• _WHAT TO DO_:
a) In the EKS setup text, rewrite the passage from "The objective of" up to and including "AWS EKS architecture.", putting "locations" wherever "regions" appears.
b) Using the EKS setup text, say yes or no to each statement and quote the words that settle it: (i) the article is marked as a 7 minute read; (ii) the EKS module's version is set to "~> 18.0"; (iii) the bastion module takes its source from terraform-aws-modules.

• _PROVIDED TEXT_:
---

Multi-Region EKS Setup

7 minute read

Overview

The objective of this article is to create an architecture with the following objectives:

High availability across global regions with multi-region AWS EKS architecture.
Automated deployment using Terraform for consistent, scalable infrastructure.
CI/CD pipeline for automated infrastructure deployment across AWS regions.

Architecture

Architecture Diagram

IAC - Terraform with CloudPosse Atmos

How It Works

Create an EKS Component: This component will contain the Terraform module for EKS. For this example, we’ll use terraform-aws-modules/eks/aws.
Create main.tf with Parameters:
- Create the file in the directory components/terraform/eks.
- Define the EKS module:

   module "eks_cluster" {
     source  = "terraform-aws-modules/eks/aws"
     version = "~> 19.0"
     
     # Cluster configuration
     cluster_name    = var.cluster_name
     cluster_version = var.cluster_version
     # ……
   }

Create bastion.tf to create bastion hosts to access the cluster

   module "ec2_bastion" {
    for_each = local.public_subnet_ids
    source = "cloudposse/ec2-bastion-server/aws"

    enabled = module.this.enabled

    instance_type               = var.instance_type
    security_groups             = compact(concat([module.vpc.outputs.vpc_default_security_group_id], var.security_groups))

---

• _MATERIAL_:
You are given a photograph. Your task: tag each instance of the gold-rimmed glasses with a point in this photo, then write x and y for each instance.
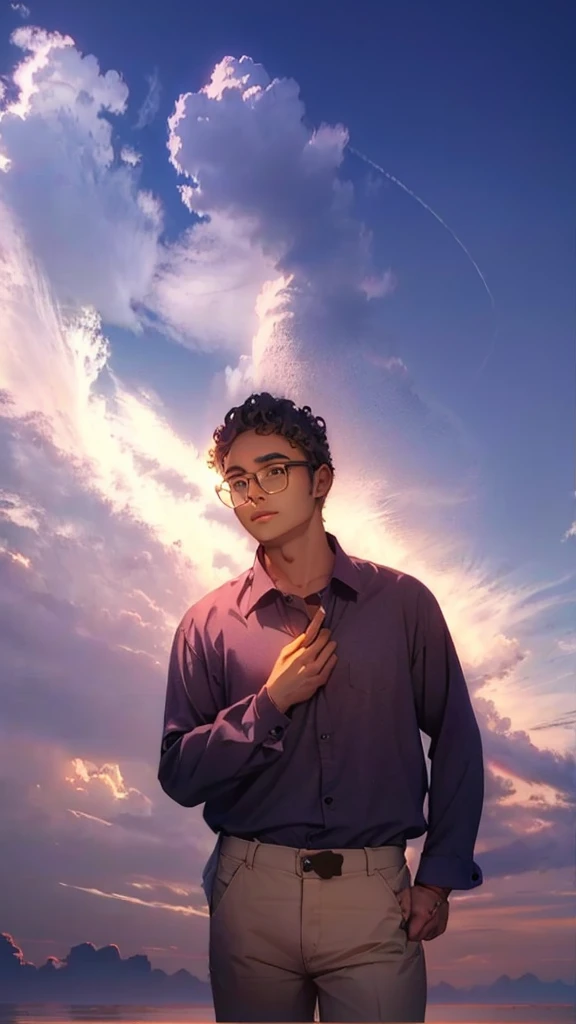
(273, 479)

---

• _THE RESPONSES_:
a)
The objective of this article is to create an architecture with the following objectives:

High availability across global locations with multi-region AWS EKS architecture.

b)
(i) Yes: "7 minute read"
(ii) No: "version = "~> 19.0""
(iii) No: "source = "cloudposse/ec2-bastion-server/aws""